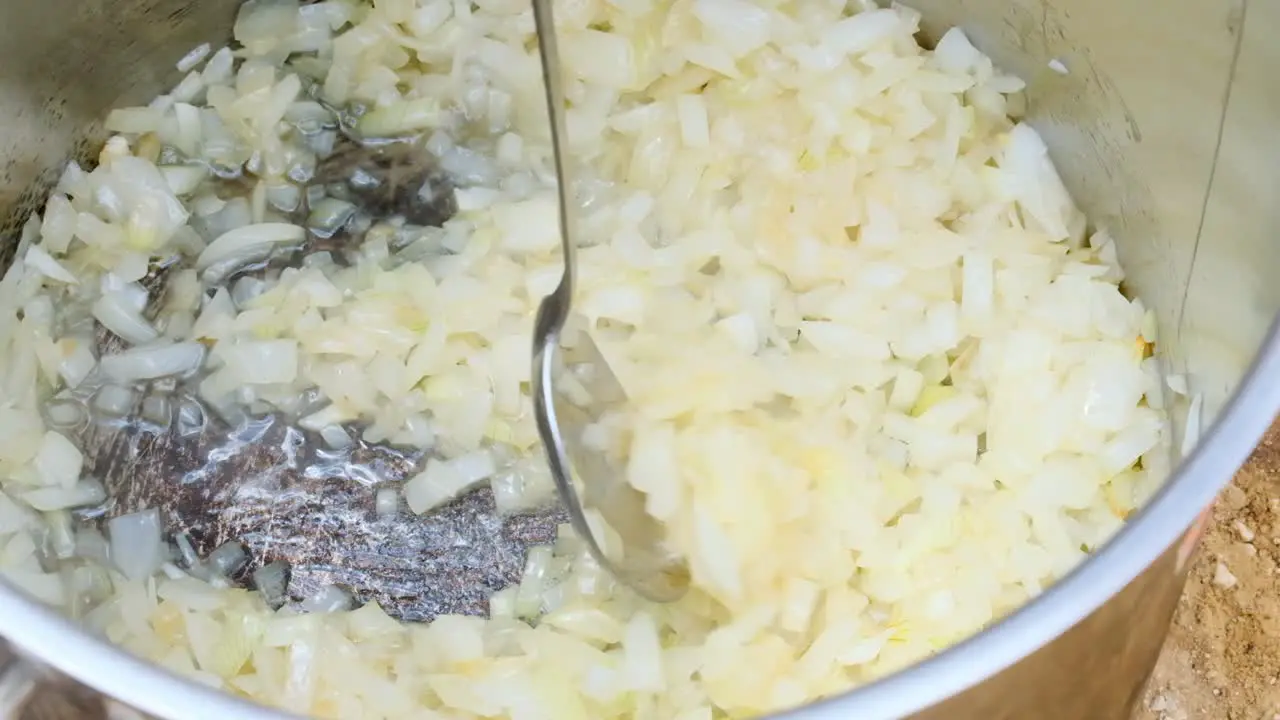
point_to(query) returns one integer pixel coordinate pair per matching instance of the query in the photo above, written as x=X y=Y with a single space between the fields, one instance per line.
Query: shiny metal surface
x=563 y=417
x=1161 y=128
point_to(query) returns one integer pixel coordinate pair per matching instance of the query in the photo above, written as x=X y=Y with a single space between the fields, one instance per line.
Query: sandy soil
x=1223 y=655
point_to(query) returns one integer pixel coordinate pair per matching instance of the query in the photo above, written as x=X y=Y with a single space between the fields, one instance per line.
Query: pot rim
x=1193 y=484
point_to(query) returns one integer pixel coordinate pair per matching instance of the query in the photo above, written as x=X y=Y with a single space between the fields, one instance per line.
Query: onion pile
x=885 y=384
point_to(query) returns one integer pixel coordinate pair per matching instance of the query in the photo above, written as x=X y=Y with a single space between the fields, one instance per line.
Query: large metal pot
x=1162 y=124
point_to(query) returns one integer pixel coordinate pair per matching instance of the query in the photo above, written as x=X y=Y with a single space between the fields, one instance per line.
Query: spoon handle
x=548 y=50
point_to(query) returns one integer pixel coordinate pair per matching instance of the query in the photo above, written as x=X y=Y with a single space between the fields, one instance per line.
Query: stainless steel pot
x=1160 y=115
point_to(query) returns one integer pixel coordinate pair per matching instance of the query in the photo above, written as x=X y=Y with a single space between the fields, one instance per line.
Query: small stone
x=1223 y=577
x=1243 y=531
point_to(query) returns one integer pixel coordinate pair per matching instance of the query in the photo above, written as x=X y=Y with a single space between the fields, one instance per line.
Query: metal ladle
x=563 y=415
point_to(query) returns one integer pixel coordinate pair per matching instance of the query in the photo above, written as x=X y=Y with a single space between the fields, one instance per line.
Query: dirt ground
x=1221 y=660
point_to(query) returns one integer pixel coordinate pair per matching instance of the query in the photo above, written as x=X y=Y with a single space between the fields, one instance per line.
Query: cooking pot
x=1160 y=117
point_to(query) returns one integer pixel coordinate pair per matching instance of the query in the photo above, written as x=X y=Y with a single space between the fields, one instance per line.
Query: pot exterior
x=1097 y=669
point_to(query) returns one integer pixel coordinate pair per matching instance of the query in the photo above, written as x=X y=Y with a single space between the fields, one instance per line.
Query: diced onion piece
x=248 y=242
x=446 y=479
x=117 y=313
x=83 y=493
x=260 y=361
x=58 y=460
x=48 y=267
x=402 y=117
x=151 y=363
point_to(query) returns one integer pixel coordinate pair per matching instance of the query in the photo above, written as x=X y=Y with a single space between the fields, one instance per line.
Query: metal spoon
x=563 y=415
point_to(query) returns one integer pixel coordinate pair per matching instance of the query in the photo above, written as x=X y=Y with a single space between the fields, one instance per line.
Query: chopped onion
x=58 y=461
x=401 y=118
x=48 y=267
x=118 y=313
x=136 y=546
x=261 y=361
x=83 y=493
x=114 y=401
x=446 y=479
x=151 y=363
x=248 y=242
x=329 y=215
x=62 y=534
x=529 y=597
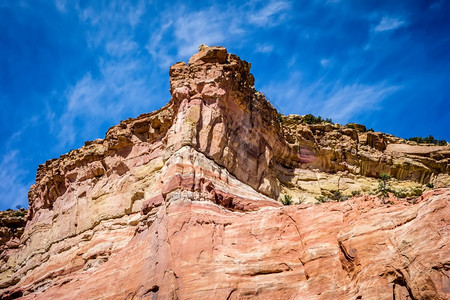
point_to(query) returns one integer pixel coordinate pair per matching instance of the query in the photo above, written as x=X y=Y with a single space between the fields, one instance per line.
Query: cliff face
x=182 y=203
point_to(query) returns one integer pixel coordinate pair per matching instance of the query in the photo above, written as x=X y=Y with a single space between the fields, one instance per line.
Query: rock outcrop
x=182 y=203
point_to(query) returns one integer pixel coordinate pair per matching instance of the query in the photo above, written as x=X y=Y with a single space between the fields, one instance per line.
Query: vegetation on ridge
x=428 y=140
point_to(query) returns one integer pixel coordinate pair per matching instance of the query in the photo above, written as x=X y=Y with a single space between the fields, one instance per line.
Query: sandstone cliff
x=182 y=203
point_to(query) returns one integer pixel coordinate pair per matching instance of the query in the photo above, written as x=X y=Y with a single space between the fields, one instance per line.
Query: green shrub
x=383 y=185
x=416 y=192
x=338 y=196
x=356 y=193
x=311 y=119
x=322 y=199
x=280 y=117
x=427 y=140
x=286 y=200
x=400 y=194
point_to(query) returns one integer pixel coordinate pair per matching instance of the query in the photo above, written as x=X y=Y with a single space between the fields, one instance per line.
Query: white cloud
x=325 y=62
x=389 y=23
x=13 y=189
x=118 y=86
x=344 y=102
x=331 y=100
x=264 y=48
x=270 y=14
x=184 y=29
x=204 y=27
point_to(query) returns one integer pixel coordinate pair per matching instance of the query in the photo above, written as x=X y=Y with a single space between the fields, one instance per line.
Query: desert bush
x=311 y=119
x=428 y=140
x=286 y=200
x=356 y=193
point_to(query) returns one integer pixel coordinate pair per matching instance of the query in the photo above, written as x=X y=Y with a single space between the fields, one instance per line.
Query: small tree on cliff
x=383 y=185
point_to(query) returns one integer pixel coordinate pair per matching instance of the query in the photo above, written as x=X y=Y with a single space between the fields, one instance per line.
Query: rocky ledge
x=182 y=203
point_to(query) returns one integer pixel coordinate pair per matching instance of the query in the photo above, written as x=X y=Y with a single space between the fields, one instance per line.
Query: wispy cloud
x=389 y=23
x=341 y=102
x=184 y=29
x=13 y=188
x=118 y=85
x=270 y=14
x=264 y=48
x=325 y=62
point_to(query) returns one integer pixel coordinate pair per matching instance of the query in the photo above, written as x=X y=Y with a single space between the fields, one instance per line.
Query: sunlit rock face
x=182 y=203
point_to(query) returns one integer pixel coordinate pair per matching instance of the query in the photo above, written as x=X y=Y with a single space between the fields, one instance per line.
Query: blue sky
x=72 y=69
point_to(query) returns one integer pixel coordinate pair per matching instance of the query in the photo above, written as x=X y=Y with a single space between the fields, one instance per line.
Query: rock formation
x=182 y=203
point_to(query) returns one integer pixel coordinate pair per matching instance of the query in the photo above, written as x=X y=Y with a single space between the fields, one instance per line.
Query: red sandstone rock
x=180 y=204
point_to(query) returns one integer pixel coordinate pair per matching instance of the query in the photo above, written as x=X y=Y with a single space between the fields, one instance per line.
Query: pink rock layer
x=181 y=204
x=199 y=250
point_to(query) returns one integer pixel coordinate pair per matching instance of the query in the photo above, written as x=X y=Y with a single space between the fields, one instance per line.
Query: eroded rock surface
x=182 y=203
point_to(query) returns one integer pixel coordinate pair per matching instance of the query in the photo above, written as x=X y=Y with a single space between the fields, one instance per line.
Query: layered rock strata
x=181 y=204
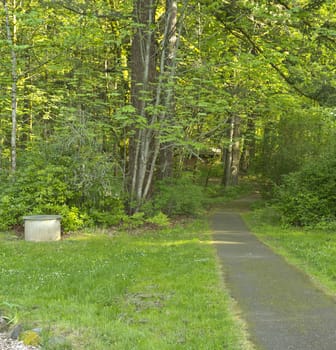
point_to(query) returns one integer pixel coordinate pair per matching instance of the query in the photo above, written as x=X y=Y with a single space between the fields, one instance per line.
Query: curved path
x=282 y=308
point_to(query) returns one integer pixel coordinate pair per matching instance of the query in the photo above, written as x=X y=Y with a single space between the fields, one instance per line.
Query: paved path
x=282 y=308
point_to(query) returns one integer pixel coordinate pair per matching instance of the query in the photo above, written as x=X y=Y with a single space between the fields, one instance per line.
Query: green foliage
x=160 y=220
x=308 y=197
x=179 y=196
x=30 y=338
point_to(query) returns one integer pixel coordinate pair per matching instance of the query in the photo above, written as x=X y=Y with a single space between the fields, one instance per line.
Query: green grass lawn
x=155 y=290
x=312 y=251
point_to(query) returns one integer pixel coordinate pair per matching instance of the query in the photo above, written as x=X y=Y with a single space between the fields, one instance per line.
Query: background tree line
x=103 y=105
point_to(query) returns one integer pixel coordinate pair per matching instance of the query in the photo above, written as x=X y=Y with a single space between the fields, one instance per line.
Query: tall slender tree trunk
x=170 y=40
x=11 y=38
x=231 y=156
x=235 y=152
x=143 y=74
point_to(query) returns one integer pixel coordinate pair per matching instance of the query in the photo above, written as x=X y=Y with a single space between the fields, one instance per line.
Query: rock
x=14 y=333
x=30 y=338
x=3 y=324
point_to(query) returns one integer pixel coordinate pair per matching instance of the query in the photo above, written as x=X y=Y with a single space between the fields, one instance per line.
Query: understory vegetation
x=153 y=290
x=311 y=250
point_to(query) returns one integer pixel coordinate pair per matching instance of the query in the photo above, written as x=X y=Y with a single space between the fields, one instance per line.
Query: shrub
x=160 y=220
x=178 y=196
x=308 y=197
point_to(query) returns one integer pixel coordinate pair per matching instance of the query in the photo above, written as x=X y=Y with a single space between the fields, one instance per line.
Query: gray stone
x=15 y=332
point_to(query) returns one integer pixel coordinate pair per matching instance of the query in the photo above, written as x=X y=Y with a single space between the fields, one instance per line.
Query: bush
x=308 y=197
x=178 y=196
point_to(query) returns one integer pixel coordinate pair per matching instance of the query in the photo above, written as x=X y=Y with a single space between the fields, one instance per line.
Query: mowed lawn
x=154 y=290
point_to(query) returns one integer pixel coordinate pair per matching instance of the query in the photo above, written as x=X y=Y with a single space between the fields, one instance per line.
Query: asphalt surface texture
x=282 y=308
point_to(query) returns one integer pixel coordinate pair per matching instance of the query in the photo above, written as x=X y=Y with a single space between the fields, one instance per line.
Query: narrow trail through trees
x=282 y=307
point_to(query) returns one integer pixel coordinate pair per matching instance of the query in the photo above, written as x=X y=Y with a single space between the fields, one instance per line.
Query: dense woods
x=114 y=108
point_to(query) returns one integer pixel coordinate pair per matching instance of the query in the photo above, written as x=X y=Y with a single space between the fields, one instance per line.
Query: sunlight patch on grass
x=158 y=290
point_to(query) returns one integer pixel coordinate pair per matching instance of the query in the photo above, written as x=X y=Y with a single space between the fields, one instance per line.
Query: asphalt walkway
x=282 y=308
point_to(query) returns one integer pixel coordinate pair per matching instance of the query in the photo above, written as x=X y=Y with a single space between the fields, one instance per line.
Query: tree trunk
x=170 y=41
x=231 y=156
x=235 y=152
x=11 y=41
x=143 y=74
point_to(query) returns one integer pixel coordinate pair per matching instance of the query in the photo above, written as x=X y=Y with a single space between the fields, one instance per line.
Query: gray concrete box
x=42 y=227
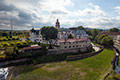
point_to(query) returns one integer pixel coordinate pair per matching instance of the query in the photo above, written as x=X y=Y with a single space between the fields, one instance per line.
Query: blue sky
x=103 y=14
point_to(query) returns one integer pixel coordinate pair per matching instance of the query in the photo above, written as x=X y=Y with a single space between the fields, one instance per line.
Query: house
x=78 y=33
x=81 y=44
x=111 y=34
x=71 y=46
x=3 y=73
x=74 y=32
x=31 y=48
x=35 y=35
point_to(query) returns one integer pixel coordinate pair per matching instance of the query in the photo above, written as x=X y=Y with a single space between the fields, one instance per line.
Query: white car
x=3 y=73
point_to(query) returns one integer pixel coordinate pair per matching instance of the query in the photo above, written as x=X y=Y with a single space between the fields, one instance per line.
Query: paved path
x=95 y=47
x=13 y=61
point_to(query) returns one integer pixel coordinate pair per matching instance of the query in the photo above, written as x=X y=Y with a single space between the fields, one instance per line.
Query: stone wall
x=67 y=51
x=81 y=56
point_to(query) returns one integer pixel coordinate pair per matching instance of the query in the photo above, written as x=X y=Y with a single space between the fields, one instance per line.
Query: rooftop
x=73 y=40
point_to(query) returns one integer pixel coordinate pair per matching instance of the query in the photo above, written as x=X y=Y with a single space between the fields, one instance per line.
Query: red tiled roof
x=110 y=33
x=73 y=40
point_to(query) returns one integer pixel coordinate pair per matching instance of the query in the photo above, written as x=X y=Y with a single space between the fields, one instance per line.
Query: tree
x=4 y=34
x=104 y=40
x=49 y=32
x=70 y=36
x=114 y=30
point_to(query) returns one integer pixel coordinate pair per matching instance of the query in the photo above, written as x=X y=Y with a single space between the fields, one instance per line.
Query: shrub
x=5 y=44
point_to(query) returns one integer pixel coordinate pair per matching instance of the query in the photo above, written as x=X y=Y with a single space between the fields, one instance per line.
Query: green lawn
x=92 y=68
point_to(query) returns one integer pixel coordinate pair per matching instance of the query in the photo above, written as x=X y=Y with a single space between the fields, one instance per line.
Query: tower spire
x=57 y=25
x=11 y=33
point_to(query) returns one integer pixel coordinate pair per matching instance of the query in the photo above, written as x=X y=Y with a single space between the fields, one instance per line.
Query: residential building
x=35 y=35
x=83 y=44
x=111 y=34
x=117 y=42
x=78 y=33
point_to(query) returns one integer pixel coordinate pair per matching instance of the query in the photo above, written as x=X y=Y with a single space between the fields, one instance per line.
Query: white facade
x=3 y=73
x=75 y=33
x=35 y=36
x=82 y=44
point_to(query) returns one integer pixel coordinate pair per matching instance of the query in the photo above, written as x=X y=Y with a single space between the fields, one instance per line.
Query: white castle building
x=35 y=35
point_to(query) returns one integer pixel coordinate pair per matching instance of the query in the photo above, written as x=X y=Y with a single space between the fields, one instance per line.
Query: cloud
x=117 y=9
x=26 y=14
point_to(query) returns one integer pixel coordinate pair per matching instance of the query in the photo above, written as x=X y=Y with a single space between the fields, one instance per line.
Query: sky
x=26 y=14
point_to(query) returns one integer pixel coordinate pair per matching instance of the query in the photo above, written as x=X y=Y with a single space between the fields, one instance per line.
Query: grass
x=92 y=68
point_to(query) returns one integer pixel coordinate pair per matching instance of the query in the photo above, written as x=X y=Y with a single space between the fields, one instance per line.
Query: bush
x=9 y=51
x=5 y=44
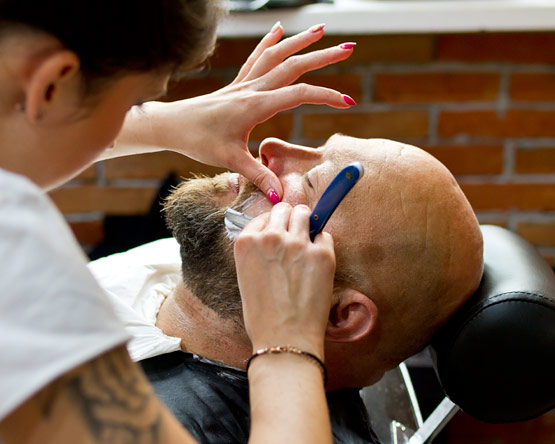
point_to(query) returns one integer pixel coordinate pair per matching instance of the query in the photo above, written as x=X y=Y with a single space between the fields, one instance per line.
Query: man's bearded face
x=195 y=215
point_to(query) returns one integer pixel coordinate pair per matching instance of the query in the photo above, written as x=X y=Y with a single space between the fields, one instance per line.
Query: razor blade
x=326 y=205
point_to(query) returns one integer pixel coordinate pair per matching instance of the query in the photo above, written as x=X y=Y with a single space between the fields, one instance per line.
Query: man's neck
x=203 y=331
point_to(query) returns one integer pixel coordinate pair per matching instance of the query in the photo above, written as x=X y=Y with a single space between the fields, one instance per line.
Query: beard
x=194 y=213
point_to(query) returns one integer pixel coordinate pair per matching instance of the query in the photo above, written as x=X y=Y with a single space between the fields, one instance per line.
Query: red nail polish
x=349 y=100
x=317 y=28
x=273 y=197
x=348 y=45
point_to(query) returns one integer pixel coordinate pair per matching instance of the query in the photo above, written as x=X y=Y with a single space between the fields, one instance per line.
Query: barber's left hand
x=215 y=128
x=285 y=280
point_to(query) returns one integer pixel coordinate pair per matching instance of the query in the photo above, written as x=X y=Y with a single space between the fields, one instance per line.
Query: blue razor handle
x=333 y=195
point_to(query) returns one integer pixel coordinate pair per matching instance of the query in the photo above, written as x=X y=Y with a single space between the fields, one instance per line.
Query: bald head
x=409 y=240
x=408 y=246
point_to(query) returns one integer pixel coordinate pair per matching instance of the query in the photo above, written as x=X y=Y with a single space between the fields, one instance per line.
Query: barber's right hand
x=285 y=280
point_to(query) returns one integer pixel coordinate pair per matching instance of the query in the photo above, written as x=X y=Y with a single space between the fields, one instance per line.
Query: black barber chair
x=495 y=359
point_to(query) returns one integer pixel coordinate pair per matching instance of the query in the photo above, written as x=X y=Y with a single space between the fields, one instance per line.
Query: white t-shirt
x=137 y=282
x=53 y=314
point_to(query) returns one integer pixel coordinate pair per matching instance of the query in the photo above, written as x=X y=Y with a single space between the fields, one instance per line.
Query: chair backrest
x=495 y=358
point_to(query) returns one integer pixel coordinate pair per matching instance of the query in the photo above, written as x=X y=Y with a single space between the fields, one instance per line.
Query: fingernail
x=317 y=28
x=273 y=197
x=349 y=100
x=348 y=45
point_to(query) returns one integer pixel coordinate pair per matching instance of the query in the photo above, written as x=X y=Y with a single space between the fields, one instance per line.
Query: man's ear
x=47 y=81
x=352 y=317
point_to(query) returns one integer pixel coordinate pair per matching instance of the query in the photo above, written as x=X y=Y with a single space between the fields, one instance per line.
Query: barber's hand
x=286 y=281
x=215 y=128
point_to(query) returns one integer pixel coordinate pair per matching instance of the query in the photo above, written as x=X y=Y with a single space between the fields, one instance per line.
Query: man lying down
x=409 y=253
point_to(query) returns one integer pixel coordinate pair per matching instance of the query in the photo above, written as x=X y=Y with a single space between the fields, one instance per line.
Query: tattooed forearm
x=105 y=401
x=116 y=401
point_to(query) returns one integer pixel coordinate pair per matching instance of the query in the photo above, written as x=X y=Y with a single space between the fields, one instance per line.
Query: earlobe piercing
x=21 y=107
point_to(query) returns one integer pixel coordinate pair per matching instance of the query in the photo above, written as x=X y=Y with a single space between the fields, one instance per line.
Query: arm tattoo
x=116 y=401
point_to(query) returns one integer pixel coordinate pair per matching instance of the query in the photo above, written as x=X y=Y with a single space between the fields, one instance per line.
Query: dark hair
x=112 y=37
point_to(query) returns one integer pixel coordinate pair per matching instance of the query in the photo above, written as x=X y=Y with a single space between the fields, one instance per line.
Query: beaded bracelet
x=289 y=349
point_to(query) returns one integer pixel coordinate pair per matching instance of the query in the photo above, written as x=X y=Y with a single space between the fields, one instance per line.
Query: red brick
x=510 y=196
x=520 y=47
x=532 y=87
x=469 y=159
x=281 y=125
x=88 y=233
x=516 y=123
x=345 y=83
x=192 y=87
x=155 y=166
x=391 y=124
x=535 y=160
x=119 y=201
x=538 y=233
x=383 y=48
x=436 y=87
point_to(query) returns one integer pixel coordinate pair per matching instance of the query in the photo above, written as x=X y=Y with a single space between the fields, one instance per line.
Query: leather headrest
x=495 y=358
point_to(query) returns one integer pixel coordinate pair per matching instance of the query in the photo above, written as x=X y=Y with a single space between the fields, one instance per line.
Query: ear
x=352 y=318
x=47 y=81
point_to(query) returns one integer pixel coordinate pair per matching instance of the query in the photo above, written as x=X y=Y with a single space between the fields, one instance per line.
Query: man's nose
x=283 y=157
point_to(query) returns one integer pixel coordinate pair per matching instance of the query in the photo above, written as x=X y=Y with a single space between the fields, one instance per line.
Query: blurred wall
x=483 y=104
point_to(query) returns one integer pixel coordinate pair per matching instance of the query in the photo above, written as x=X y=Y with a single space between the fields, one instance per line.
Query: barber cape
x=137 y=282
x=209 y=398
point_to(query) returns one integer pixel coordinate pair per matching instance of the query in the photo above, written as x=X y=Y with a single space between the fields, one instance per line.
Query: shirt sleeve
x=53 y=315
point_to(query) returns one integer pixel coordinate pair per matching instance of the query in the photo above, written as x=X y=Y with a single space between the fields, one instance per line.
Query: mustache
x=248 y=192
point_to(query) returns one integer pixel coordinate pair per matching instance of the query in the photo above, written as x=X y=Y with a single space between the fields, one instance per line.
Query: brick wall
x=484 y=104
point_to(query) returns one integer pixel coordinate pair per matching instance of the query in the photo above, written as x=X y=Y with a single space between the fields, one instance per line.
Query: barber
x=69 y=73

Set exercise: Locate each line of the records above that contains the word "green" and reproduce it in full. Matching is case-sensitive.

Response:
Query: green shrub
Query: green foliage
Query: green grass lawn
Query: green lawn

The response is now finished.